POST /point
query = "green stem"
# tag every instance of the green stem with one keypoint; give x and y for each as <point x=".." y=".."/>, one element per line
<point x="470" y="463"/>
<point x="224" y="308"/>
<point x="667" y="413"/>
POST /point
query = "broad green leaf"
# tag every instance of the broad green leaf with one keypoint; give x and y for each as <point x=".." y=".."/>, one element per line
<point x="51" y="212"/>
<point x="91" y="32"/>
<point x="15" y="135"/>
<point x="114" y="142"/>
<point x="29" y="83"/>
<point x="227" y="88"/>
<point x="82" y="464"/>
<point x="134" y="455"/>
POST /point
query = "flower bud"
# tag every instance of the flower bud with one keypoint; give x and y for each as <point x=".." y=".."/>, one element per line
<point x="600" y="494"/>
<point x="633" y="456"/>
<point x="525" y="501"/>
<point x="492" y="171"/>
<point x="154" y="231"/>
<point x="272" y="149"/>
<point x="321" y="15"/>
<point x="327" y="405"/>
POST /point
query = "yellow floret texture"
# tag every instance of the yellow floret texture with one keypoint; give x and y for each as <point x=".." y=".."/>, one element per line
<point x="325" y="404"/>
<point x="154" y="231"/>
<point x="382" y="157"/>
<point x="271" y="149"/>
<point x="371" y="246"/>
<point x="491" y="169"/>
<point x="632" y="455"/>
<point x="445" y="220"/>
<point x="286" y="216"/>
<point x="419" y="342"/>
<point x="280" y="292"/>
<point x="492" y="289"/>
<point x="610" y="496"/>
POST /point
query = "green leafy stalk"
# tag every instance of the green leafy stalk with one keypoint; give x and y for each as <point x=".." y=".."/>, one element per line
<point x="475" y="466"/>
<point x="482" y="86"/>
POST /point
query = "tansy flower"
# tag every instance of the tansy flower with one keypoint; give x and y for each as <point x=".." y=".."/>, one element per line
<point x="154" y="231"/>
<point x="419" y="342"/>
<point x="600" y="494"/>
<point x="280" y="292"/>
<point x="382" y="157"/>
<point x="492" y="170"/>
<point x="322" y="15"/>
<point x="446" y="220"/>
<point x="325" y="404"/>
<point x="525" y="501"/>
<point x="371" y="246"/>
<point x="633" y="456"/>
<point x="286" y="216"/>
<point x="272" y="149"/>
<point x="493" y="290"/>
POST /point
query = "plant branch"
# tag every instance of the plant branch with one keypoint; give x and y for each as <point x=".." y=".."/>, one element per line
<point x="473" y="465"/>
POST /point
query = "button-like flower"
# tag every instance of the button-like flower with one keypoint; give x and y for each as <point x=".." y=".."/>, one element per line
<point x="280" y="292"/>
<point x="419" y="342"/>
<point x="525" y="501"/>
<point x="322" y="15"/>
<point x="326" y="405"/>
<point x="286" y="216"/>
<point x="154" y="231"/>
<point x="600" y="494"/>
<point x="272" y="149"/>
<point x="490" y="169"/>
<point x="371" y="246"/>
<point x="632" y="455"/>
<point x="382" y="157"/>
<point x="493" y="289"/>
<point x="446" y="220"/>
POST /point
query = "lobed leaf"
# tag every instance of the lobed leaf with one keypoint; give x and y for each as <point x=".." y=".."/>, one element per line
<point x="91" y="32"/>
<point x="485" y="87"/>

=-=-=-=-=

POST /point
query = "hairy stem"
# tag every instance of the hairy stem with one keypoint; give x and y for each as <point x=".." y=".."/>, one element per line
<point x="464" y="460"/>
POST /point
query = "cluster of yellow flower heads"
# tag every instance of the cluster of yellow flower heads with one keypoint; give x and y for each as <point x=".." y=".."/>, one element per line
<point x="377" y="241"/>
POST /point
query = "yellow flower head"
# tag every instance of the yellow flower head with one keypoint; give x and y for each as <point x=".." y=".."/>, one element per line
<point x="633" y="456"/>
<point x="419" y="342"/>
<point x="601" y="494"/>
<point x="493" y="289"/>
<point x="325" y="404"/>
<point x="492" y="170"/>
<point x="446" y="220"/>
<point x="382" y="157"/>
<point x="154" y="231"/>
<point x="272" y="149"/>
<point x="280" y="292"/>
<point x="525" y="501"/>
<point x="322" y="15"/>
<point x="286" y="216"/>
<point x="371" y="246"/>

=-=-=-=-=

Lines of the material in which the word "query" occurs are to be copied out.

query = "green stem"
query = "broad green leaf"
query = "flower bud"
query = "yellow floret texture"
query = "green leafy stalk"
query = "tansy flower"
query = "plant branch"
query = "button-like flower"
query = "lobed leaf"
query = "hairy stem"
query = "cluster of yellow flower heads"
query = "yellow flower head"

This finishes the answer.